## INSTRUCCIONES
1 - Según el fragmento sobre el perdón, ¿por qué pecado cayeron los ángeles?
2 - Explica, según el fragmento sobre el perdón, por qué quien todavía no puede perdonar debe posponer la recitación del Padre Nuestro.
3 - Copia literalmente del fragmento sobre el perdón el pasaje que comienza en las palabras "Desde luego, nada" y termina después de "Tenemos que perdonar.".

## FRAGMENTO DEL DOCUMENTO
───

El perdón de las ofensas es el vestíbulo del Cielo, y Jesús, sabiéndolo, nos ha conducido a la puerta. Hemos de perdonar a todo aquél que nos haya ofen­dido de alguna manera, y dejar fuera toda censura de la conducta de otros, si queremos entrar. Al mismo tiempo —cosa no menos importante— hemos de libe­ramos de todo sentimiento de propia condenación o remordimiento. Hemos de perdonar a los otros, y, habiendo cesado de incurrir en nuestros pecados, nos es preciso aceptar que Dios también los perdona a ellos, o no podremos alcanzar ningún progreso espiri­tual. Uno tiene que perdonarse a sí mismo, pero no podrá hacerlo sinceramente hasta que no haya perdonado a otros primero. Habiendo perdonado a otros, uno debe estar listo para otorgarse su propio perdón, porque rehusar hacerlo entraña solamente orgullo espiritual. Y por este pecado cayeron los ángeles. Nunca se insistirá demasiado en este punto; es nece­sario perdonar. Probablemente existe muy poca gente en el mundo que alguna vez no haya sido ofendida, o maltratada, o despreciada, o injuriada, o incomprendida, o tratada injustamente de alguna manera por al­guien. Estas heridas viejas se ocultan en la memoria formando abcesos supurantes, y no hay más que un remedio, extirparlas y arrojarlas fuera. Y para eso no hay más que un método: el perdón.
Desde luego, nada hay tan fácil en el mundo como perdonar a quienes no nos han hecho mucho daño; nada es tan fácil como olvidar las pérdidas insignificantes. Todo el mundo está dispuesto a hacer esto. Pero la Ley del Ser nos exige no solamente el perdón de esas bagatelas, sino también de aquellas cosas tan duras de perdonar que al principio nos parece de todo punto imposible hacerlo. El corazón dolorido exclama: "Eso es mucho pedir. Tal cosa me ha herido demasiado. Es imposible. No puedo perdo­narlo." Pero el Padre Nuestro pone como condición a nuestro perdón, que es escape de limitación y de culpa, el perdón de los otros. No hay alternativa para esto; tiene que haber perdón no importa cuán honda­mente hayamos sido ofendidos, o cuán terriblemente hayamos sufrido. Tenemos que perdonar.
Si nuestras oraciones no obtienen respuesta, inda­guemos en nuestra conciencia y veamos si hay alguien a quien todavía no hayamos perdonado. Tra­temos de descubrir si no hay algún viejo motivo que nos mantenga llenos de resentimiento. Busquemos, no sea que aún alberguemos un sentimiento de hosti­lidad (tal vez escondido en la convicción íntima de que es nuestro derecho) contra algún individuo, grupo, nación, raza, clase social, determinado movi­miento religioso que desaprobamos, un partido polí­tico, etc. Si es así, entonces hay una acción de per­dón que tenemos que llevar a cabo, y cuando lo hagamos, probablemente podremos demostrar en nuestra vida la Presencia de Dios. Si no podemos perdonar en el presente, tendremos que aguardar hasta que podamos ver realizadas en nosotros las obras de Dios, y también tendremos que posponer la recitación del Padre Nuestro, so pena de colocamos en la posición de no desear el perdón de Dios.

───

## MATERIAL PROPORCIONADO

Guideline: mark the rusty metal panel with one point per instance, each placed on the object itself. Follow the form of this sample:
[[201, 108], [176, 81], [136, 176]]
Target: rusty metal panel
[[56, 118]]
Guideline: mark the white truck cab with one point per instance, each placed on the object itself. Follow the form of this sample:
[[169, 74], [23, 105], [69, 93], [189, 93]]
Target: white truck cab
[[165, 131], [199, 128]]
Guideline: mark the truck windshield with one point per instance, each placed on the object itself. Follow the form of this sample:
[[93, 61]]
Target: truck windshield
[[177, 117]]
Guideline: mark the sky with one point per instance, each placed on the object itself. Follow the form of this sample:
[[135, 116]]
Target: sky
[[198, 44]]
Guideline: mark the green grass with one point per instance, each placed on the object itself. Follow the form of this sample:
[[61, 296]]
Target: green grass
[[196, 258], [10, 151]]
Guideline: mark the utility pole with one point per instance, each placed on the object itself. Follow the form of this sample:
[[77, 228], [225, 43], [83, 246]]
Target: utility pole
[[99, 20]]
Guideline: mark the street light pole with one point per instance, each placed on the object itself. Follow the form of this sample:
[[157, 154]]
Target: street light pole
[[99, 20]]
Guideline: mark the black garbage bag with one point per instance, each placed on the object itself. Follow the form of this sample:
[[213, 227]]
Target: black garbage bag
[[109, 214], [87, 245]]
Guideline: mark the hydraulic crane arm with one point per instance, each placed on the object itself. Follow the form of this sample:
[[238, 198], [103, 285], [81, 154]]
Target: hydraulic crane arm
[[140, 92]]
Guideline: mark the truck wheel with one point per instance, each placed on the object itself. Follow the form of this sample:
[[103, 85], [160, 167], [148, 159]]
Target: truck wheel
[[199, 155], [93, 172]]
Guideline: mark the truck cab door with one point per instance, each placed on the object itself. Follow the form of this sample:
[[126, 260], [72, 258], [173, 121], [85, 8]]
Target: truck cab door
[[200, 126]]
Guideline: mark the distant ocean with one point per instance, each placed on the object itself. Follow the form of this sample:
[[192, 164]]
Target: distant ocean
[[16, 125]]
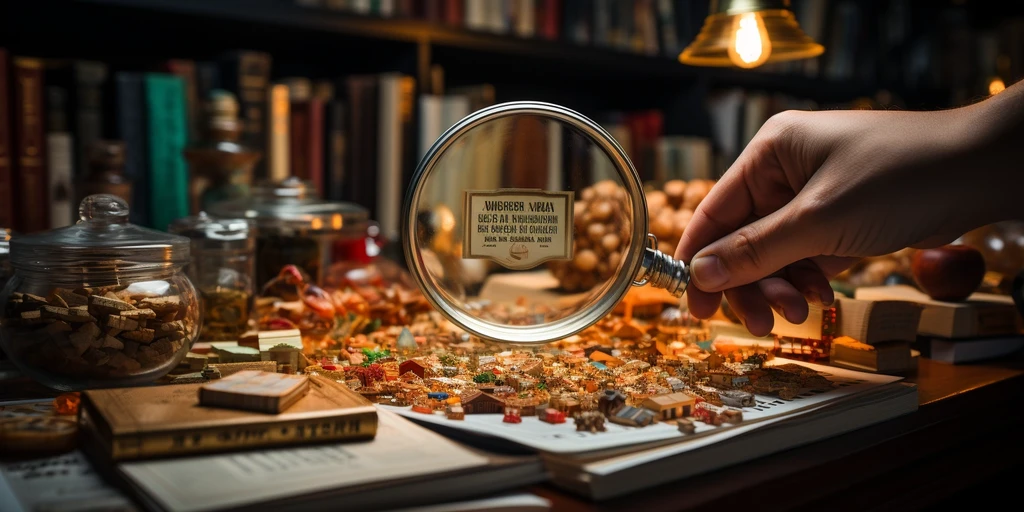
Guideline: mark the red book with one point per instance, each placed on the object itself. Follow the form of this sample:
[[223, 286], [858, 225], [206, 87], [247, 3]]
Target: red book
[[454, 12], [550, 18], [306, 141], [30, 180], [6, 172]]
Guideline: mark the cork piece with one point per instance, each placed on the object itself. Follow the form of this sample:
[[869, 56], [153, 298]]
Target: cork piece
[[141, 335], [100, 305], [162, 304], [67, 314], [71, 298], [144, 313], [121, 323], [112, 342]]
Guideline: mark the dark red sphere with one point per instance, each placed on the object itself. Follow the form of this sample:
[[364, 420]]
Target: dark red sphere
[[949, 272]]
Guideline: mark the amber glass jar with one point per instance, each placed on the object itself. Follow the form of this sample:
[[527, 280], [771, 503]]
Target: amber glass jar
[[101, 303]]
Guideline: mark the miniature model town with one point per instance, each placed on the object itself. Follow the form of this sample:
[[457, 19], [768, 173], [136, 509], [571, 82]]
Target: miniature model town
[[648, 365]]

───

## RESULTADOS
1 - Por el orgullo espiritual.

2 - El Padre Nuestro pone como condición para nuestro perdón que perdonemos a los otros. Por eso, quien no ha perdonado y lo recita se coloca en la posición de no desear el perdón de Dios.

3 -
Desde luego, nada hay tan fácil en el mundo como perdonar a quienes no nos han hecho mucho daño; nada es tan fácil como olvidar las pérdidas insignificantes. Todo el mundo está dispuesto a hacer esto. Pero la Ley del Ser nos exige no solamente el perdón de esas bagatelas, sino también de aquellas cosas tan duras de perdonar que al principio nos parece de todo punto imposible hacerlo. El corazón dolorido exclama: "Eso es mucho pedir. Tal cosa me ha herido demasiado. Es imposible. No puedo perdo­narlo." Pero el Padre Nuestro pone como condición a nuestro perdón, que es escape de limitación y de culpa, el perdón de los otros. No hay alternativa para esto; tiene que haber perdón no importa cuán honda­mente hayamos sido ofendidos, o cuán terriblemente hayamos sufrido. Tenemos que perdonar.